== WHAT YOU WILL DO ==
Reproduce the listing in its entirety. Do not reproduce the pictures.

== TASK DATA ==
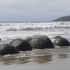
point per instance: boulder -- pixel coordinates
(60, 41)
(21, 44)
(7, 49)
(41, 42)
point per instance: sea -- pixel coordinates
(37, 59)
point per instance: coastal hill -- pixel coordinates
(65, 18)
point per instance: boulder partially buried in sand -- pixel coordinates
(41, 42)
(7, 49)
(21, 45)
(60, 41)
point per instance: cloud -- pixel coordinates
(33, 9)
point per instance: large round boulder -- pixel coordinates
(60, 41)
(21, 45)
(41, 42)
(7, 49)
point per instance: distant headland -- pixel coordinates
(64, 18)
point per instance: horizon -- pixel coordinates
(32, 10)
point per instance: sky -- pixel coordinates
(33, 10)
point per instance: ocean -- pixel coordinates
(37, 59)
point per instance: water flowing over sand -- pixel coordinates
(37, 59)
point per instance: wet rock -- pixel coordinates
(60, 41)
(41, 42)
(21, 45)
(29, 38)
(7, 49)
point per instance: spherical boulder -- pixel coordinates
(60, 41)
(41, 42)
(7, 49)
(21, 45)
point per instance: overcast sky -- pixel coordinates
(33, 10)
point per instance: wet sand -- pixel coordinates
(38, 59)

== RESPONSE AREA ==
point per instance: boulder -- pixel coordinates
(60, 41)
(21, 44)
(7, 49)
(41, 42)
point per instance: sea -- pixel coordinates
(37, 59)
point per instance: coastal hill -- pixel coordinates
(65, 18)
point per instance: boulder partially buried in sand -- pixel coordinates
(41, 42)
(7, 49)
(21, 45)
(60, 41)
point per instance: cloud -- pixel coordinates
(33, 9)
point per instance: large round boulder -- pixel coordinates
(60, 41)
(21, 45)
(41, 42)
(7, 49)
point per instance: distant headland -- pixel coordinates
(64, 18)
point per instance: horizon -- pixel coordinates
(32, 10)
point per instance: sky -- pixel coordinates
(33, 10)
point per instance: ocean -- pixel coordinates
(37, 59)
point per instance: water flowing over sand -- pixel coordinates
(37, 59)
point per instance: wet rock -- pixel coordinates
(60, 41)
(41, 42)
(21, 45)
(29, 38)
(7, 49)
point per instance: spherical boulder -- pixel coordinates
(60, 41)
(41, 42)
(7, 49)
(21, 45)
point per instance: overcast sky -- pixel coordinates
(33, 10)
point per instance: wet sand -- pixel coordinates
(38, 59)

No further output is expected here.